Entries supplied:
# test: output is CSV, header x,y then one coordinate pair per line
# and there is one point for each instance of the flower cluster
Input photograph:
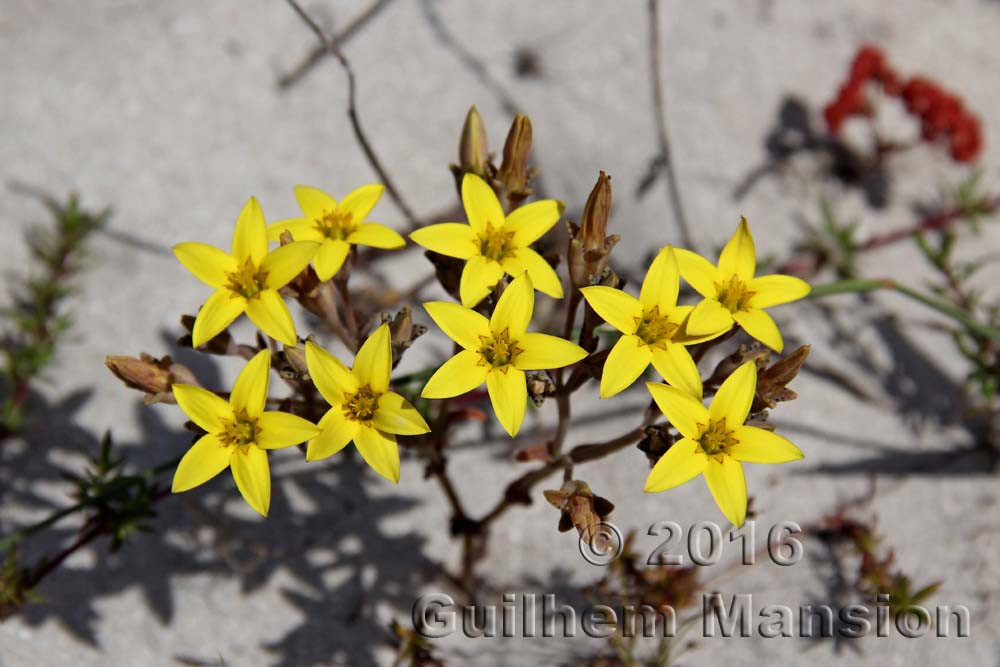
x,y
238,432
490,327
941,114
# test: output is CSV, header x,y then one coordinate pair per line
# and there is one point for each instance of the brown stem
x,y
659,108
319,52
331,47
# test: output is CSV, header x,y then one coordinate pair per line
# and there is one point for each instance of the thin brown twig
x,y
660,111
331,47
315,56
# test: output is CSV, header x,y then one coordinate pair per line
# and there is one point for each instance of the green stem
x,y
859,285
55,517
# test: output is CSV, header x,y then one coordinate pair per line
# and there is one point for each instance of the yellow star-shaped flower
x,y
654,329
733,294
337,226
239,433
494,244
497,351
362,407
715,441
247,280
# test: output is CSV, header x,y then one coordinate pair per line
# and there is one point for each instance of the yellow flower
x,y
714,441
497,351
336,226
732,293
494,244
239,433
247,280
654,327
362,407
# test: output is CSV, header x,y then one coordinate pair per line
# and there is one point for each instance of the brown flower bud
x,y
772,382
514,173
295,358
579,508
589,243
473,150
540,386
150,375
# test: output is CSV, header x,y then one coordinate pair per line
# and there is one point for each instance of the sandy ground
x,y
170,113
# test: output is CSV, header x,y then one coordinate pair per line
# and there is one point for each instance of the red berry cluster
x,y
942,115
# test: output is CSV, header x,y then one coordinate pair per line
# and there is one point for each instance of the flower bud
x,y
589,243
514,173
473,150
153,376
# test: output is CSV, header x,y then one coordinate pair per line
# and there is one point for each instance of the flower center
x,y
495,243
248,280
734,295
717,438
335,224
362,405
655,328
240,432
499,350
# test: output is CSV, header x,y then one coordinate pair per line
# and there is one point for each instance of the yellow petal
x,y
460,374
685,412
700,273
620,310
379,450
330,257
479,277
333,379
250,389
301,229
206,459
509,396
544,352
377,236
453,239
209,265
776,290
463,325
543,276
677,367
281,429
250,236
684,461
396,415
729,488
739,257
709,317
481,204
628,359
757,445
733,400
530,222
253,477
662,282
373,363
314,202
336,430
204,408
285,262
681,315
218,313
361,201
268,311
514,308
761,326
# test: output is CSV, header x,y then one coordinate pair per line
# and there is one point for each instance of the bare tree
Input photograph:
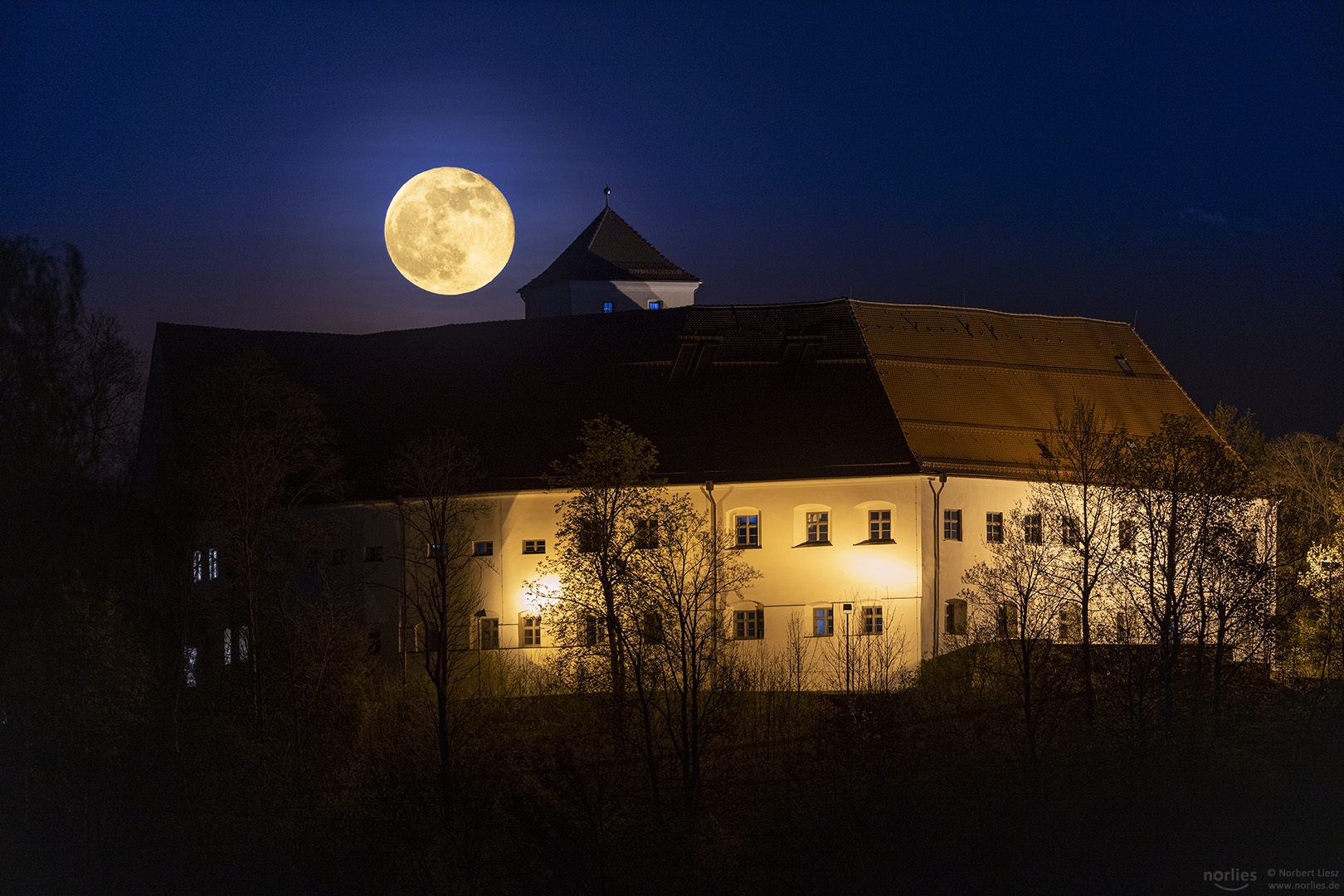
x,y
442,585
1075,485
1018,613
266,449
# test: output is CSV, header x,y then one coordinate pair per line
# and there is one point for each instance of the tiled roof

Exercise goal:
Repeat the entries exactly. Pictures are excluded from the copy.

Answer to this exercise:
# test: output is CSV, header x,y then one coordinate pair per line
# and there is one point for each instance of the flower cluster
Input photograph:
x,y
238,432
490,327
941,114
# test: output is CSV, header x,y then one coordinate pair per line
# and there is one point for each instance of the brown stem
x,y
659,108
319,52
331,47
# test: output is CSV, header x,y then one coordinate pair per line
# and there is one point for each instance of the thin brown twig
x,y
660,111
331,47
315,56
# test: output is CSV, header x,y then one coordinate pair per line
# and there is one point for each instance of the green stem
x,y
859,285
55,517
# test: output is CSV, header x,y then one coordinate pair per line
# and there is one point for each instance of the yellow star-shaped flower
x,y
654,329
733,294
337,226
239,433
494,244
497,351
362,407
715,441
247,280
# test: output is CSV, header x,y then one coordinate pair per line
# and there is one point for each instance of the yellow flower
x,y
714,441
497,351
336,226
732,293
494,244
239,433
247,280
654,327
362,407
# test: output is CSV, header x,y then one coordinate pair per line
# and there is one point for each instance of the brown flower bud
x,y
772,382
514,173
295,358
579,508
589,243
473,150
540,386
150,375
# test: output is CSV, header x,y then one coordinate pair per line
# and there is one point for each instance of the sandy ground
x,y
170,113
# test: output is CSV, header x,y then one coordinate pair per line
# and there is one point for each instance of the red berry cluster
x,y
942,115
# test: output is CSV, header x,y then one coordinate pair per line
# and there is one point for each instance of the flower bud
x,y
589,243
514,173
473,150
153,376
# test: output is CSV, header x,y then one coordinate pair per line
# and there is one point for each instance of the flower center
x,y
495,243
248,280
734,295
717,438
335,224
362,405
655,328
240,432
499,350
# test: output is CSV, header x,y then one coordinate pair per line
# and there is one point for each instance of the yellow petal
x,y
460,374
685,412
700,273
620,310
379,450
330,257
479,277
333,379
250,389
301,229
206,459
509,396
544,352
377,236
453,239
209,265
776,290
463,325
543,276
677,367
281,429
250,236
684,461
396,415
729,488
739,257
709,317
481,204
628,359
757,445
733,400
530,222
253,477
662,282
373,363
314,202
336,430
204,408
285,262
681,315
218,313
361,201
268,311
514,308
761,326
# test: output is CSV, header x,y then one coordinate pair per line
# and there is one point for each instance of the bare tree
Input photograph:
x,y
442,585
1075,485
1018,613
266,449
# test: output is CSV, header x,y then one coordinate pair per line
# and there is one point for each instance of the tiled roof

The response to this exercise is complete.